_Objectives_
1. Using the transport interface passage, answer each question on its own line. (a) What does t_optmgmt() let a user negotiate with the transport provider? (b) Which flag, passed as the second argument to t_open(), opens the device for both reading and writing? (c) What is the identifier returned by t_open() actually?
2. Reproduce the transport interface passage word for word from "An optional facility, t_optmgmt()" to "as Quality-of-Service parameters.".

╭─ Source passage

An optional facility, t_optmgmt() (see t_optmgmt(3N)), is also available during the local
management phase. It enables a user to negotiate the values of protocol options with the
transport provider. Each transport protocol is expected to define its own set of negotiable
protocol options, which can include such information as Quality-of-Service parameters.
Because of the protocol-specific nature of options, only applications written for a
particular protocol environment are expected to use this facility.
The Client
The local management requirements of the example client and server are used to discuss
details of these facilities following each example. The following are the definitions
needed by the client program, followed by its necessary local management steps:
Example 8-1
The Connection-Mode Client Definitions and Local Management
#include <stdio.h>
#include <tiuser.h>
#include <fcntl.h>
#define SRV_ADDR
1
/* server’s well-known address */
void main()
{
int fd;
int nbytes;
int flags = 0;
char buf[1024];
struct t_call *sndcall;
extern int t_errno;
if ((fd = t_open("/dev/ticotsord", O_RDWR, NULL)) < 0) {
t_error("t_open failed");
exit(1);
}
if (t_bind(fd, NULL, NULL) < 0) {
t_error("t_bind failed");
exit(2);
}
193
Chapter 8: Transport Layer Interface
The first argument to t_open() is the pathname of a filesystem node that identifies the
transport protocol that supplies the transport service. In this example, /dev/ticotsord is a
STREAMS clone device node that identifies a generic, connection-based transport
protocol (see clone(7)). The clone device finds an available minor device of the transport
provider for the user. It is opened for both reading and writing, as specified by the
O_RDWR flag passed as the second argument. The third argument can be used to return
the service characteristics of the transport provider to the user. This information is useful
when writing protocol-independent software (discussed in “Guidelines for Protocol
Independence” on page 237). For simplicity, the client and server in this example ignore
this information and assume the transport provider has the following characteristics:
•
The transport address is an integer value that uniquely identifies each user.
•
The transport provider supports the T_COTS_ORD service type, and the example
uses the orderly release facility to release the connection.
•
User data cannot be passed between users during either connection establishment
or abortive release.
•
The transport provider does not support protocol-specific options.
Because these characteristics are not needed by the user, NULL is specified in the third
argument to t_open(). If the user were to require a service other than T_COTS_ORD,
another transport provider would be opened. An example of the T_CLTS service
invocation is presented in “Introduction to Connectionless-Mode Service” on page 213.
The return value of t_open() is an identifier for the transport endpoint that is used by all
subsequent Transport Interface function calls. This identifier is actually a file descriptor
obtained by opening the transport protocol file (see open(2)). The significance of this fact
is highlighted in “A Read/Write Interface” on page 219.

╰─
╭─ Data listing

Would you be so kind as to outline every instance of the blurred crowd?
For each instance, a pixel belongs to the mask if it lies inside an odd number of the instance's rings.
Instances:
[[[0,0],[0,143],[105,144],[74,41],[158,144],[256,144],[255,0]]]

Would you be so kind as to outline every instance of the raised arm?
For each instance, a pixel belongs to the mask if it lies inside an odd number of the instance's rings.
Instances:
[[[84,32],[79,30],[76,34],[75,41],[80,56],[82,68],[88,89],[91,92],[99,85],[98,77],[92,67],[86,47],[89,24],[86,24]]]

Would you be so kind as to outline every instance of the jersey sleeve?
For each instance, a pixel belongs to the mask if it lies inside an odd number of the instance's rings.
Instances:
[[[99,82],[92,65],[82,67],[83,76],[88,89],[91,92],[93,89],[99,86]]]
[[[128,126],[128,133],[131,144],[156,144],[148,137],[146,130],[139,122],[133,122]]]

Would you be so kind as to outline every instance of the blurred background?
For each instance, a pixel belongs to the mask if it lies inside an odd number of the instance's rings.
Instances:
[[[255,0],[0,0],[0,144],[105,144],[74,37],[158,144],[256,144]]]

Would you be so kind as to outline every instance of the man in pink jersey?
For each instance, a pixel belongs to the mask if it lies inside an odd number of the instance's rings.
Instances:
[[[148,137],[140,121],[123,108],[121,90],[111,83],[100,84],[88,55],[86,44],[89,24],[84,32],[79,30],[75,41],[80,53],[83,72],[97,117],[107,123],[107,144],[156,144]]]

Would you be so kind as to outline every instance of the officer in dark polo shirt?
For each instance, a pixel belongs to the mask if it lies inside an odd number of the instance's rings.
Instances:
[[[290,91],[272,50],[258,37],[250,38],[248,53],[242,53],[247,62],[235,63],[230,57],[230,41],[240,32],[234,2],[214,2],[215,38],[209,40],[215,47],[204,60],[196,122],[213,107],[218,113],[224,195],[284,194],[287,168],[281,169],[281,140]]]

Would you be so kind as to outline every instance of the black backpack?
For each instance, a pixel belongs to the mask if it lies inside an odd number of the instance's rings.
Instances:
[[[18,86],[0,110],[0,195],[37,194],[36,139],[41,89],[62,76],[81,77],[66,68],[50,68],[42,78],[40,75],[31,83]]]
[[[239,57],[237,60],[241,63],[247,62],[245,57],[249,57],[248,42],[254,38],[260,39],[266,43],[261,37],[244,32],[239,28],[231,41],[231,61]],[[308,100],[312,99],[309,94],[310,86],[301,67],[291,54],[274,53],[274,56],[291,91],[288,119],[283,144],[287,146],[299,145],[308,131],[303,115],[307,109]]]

╰─

_Responses for each task_
1.
(a) The values of protocol options.
(b) O_RDWR.
(c) A file descriptor obtained by opening the transport protocol file.

2.
An optional facility, t_optmgmt() (see t_optmgmt(3N)), is also available during the local
management phase. It enables a user to negotiate the values of protocol options with the
transport provider. Each transport protocol is expected to define its own set of negotiable
protocol options, which can include such information as Quality-of-Service parameters.